Data entries
------------------------------------------------------------

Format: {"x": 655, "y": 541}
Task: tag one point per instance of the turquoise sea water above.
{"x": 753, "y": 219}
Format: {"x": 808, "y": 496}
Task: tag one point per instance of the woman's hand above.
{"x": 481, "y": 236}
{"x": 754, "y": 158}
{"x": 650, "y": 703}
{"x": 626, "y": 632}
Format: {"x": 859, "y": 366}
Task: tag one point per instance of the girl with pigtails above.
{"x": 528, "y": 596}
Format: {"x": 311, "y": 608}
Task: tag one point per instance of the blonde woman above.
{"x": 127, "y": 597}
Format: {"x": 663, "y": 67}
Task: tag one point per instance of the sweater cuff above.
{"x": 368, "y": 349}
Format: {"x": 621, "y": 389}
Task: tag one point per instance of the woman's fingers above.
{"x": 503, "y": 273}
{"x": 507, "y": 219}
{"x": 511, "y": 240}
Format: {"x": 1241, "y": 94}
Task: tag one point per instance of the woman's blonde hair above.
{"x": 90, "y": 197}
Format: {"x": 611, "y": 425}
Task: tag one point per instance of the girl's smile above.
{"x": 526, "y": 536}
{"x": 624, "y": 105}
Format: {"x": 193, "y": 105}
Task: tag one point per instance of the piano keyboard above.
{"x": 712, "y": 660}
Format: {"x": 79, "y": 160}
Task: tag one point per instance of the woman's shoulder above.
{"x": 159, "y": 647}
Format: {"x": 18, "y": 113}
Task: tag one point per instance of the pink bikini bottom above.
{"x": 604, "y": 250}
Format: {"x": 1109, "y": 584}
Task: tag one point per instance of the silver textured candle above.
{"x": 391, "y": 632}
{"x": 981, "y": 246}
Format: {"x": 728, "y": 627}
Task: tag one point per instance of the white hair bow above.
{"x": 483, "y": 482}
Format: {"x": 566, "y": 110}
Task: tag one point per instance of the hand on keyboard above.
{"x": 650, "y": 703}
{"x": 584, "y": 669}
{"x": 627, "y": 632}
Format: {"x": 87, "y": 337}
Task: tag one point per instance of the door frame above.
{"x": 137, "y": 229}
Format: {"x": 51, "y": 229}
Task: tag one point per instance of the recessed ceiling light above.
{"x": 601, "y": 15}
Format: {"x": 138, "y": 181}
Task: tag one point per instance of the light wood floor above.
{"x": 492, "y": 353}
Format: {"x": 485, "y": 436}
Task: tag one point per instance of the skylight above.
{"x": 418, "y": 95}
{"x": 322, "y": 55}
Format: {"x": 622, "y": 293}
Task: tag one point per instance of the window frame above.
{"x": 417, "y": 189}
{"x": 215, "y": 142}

------------------------------------------------------------

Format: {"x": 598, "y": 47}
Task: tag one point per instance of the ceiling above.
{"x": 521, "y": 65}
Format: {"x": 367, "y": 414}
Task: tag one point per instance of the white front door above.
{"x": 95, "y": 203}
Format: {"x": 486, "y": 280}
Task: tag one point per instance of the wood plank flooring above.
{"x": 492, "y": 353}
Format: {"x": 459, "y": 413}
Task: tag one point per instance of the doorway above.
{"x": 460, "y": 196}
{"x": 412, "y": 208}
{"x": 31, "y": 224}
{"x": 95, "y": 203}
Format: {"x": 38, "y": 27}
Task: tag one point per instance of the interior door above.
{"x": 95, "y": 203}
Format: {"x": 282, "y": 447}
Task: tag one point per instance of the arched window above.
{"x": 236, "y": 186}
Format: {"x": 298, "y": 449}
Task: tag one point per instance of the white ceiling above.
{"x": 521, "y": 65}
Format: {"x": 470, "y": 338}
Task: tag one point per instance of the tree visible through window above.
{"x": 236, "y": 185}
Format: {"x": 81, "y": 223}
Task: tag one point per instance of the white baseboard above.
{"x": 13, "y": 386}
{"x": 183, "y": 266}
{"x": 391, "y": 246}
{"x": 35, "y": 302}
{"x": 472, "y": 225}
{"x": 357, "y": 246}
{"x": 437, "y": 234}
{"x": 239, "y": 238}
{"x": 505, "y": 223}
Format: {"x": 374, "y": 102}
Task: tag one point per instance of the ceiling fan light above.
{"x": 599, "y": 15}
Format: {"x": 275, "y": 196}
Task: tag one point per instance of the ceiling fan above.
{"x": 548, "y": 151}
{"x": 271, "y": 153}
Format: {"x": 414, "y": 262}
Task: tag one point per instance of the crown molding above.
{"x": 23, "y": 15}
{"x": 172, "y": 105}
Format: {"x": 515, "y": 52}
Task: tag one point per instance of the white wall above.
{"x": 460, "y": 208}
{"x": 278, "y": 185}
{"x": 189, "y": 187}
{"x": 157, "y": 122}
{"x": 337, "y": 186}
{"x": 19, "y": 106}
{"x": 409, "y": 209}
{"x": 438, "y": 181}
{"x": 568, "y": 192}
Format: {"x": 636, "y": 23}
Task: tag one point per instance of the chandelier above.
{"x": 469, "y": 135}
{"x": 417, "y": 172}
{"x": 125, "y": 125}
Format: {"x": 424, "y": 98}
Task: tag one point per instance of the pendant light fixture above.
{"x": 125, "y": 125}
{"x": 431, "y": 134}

------------------------------------------------------------

EXERCISE DIRECTIONS » Collect each line from the listing above that contains the string "white". Only matches with the same uppercase and lowercase letters count.

RESPONSE BELOW »
Task: tag one point per instance of the white hair bow above.
Task: tag one point per instance of the white front door above.
Task: tag one point per instance of the white ceiling above.
Task: tag one point per instance of the white baseboard above.
Task: tag one point per instance of the white wall above.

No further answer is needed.